- [PROBLEM SET]:
[A] In the skincare article, what has Tremella been called in Traditional Chinese Medicine for over 2,000 years?
[B] Write out the passage of the skincare article from "Oak and Tonic" to "need to know.".

- [SOURCE DOCUMENT]:
* * *

Snow Mushroom vs Hyaluronic Acid: Which Wins for Dry Skin?

Ingredient Deep Dive · Oak & Tonic Organics

Snow mushroom
vs hyaluronic acid:
which wins for
dry skin?

We formulated our Oceanic Tidal Glow cleanser with Tremella mushroom instead of synthetic HA. Here's exactly why — and what the science says.

By Wil Lakatos, Founder · Oak + Tonic Calgary · May 2026

Oak and Tonic Organics Oceanic Tidal Glow Refining Facial Cleanser with coastal botanicals

Hyaluronic acid has been the hydration hero of skincare for a decade. But there's an older ingredient — one used in Chinese beauty rituals for centuries — that the science now suggests may actually outperform it. We built a cleanser around it. Here's what you need to know.

If you've been shopping clean beauty in Calgary — or anywhere in Canada — you've probably noticed that hyaluronic acid (HA) appears in virtually every hydrating product on the market. Serums, moisturizers, toners, cleansers. It's become the default answer to dry skin.

But when we were formulating the Oceanic Tidal Glow Refining Facial Cleanser for our Oak & Tonic Organics line, we made a deliberate decision: no synthetic hyaluronic acid. Instead, we went with Tremella fuciformis — the snow mushroom — and paired it with sea buckthorn, Natra Colla-V Complex, and a fragrance profile built entirely from pure essential oils.

This post is the full breakdown of that decision. The science, the formulation rationale, and every ingredient explained.

What is Tremella mushroom — the snow mushroom?


Tremella fuciformis is a jelly-like, translucent fungus found in tropical and subtropical forests. In Traditional Chinese Medicine, it's been called the "beauty mushroom" for over 2,000 years. Historical records suggest that Yang Guifei — one of China's four great classical beauties — credited her luminous complexion to regular Tremella use.

Its common names — snow mushroom, silver ear fungus — come from its delicate, ruffled white appearance. In modern skincare, what matters is what's inside: an exceptionally high concentration of polysaccharides, specifically beta-glucans, that give it remarkable water-binding capacity.

Unlike many trending ingredients that are essentially rebranded versions of existing chemistry, Tremella represents genuinely different biology with a different mechanism of action than hyaluronic acid — which is why the comparison is worth taking seriously.

How hyaluronic acid actually works


Hyaluronic acid is a naturally occurring glycosaminoglycan found throughout the body — in joints, connective tissue, and the skin's extracellular matrix. It's genuinely impressive: a single HA molecule can hold up to 1,000 times its weight in water, which is why it became the gold standard for topical hydration.

* * *

- [Data drawn from a collection]:
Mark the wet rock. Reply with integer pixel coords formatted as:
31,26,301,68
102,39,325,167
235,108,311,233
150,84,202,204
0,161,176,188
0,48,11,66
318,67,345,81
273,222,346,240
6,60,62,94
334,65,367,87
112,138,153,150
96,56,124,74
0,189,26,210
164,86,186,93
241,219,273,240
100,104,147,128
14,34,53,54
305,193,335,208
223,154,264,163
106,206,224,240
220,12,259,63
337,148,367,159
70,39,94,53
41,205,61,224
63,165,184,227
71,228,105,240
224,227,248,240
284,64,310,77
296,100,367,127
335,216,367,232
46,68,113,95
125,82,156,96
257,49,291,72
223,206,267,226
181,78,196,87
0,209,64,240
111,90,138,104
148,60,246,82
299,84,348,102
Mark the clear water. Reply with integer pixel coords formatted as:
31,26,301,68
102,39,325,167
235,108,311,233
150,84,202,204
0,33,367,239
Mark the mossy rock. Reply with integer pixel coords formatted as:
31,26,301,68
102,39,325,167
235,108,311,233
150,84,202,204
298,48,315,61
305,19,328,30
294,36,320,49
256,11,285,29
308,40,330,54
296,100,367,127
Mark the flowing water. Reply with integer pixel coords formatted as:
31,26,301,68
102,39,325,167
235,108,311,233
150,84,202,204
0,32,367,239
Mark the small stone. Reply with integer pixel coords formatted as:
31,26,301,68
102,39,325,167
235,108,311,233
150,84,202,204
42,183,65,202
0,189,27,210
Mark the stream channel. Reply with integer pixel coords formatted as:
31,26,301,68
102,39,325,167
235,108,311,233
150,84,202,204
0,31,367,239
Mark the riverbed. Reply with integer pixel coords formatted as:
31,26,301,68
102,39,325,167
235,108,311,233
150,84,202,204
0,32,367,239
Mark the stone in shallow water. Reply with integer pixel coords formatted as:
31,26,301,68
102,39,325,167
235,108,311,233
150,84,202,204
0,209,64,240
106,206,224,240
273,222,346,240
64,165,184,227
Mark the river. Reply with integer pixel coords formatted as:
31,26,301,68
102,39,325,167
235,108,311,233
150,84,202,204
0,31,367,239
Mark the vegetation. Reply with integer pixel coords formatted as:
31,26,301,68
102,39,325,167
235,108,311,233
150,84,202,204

* * *

- [ANSWER LIST]:
[A] The "beauty mushroom."

[B]
Oak and Tonic Organics Oceanic Tidal Glow Refining Facial Cleanser with coastal botanicals

Hyaluronic acid has been the hydration hero of skincare for a decade. But there's an older ingredient — one used in Chinese beauty rituals for centuries — that the science now suggests may actually outperform it. We built a cleanser around it. Here's what you need to know.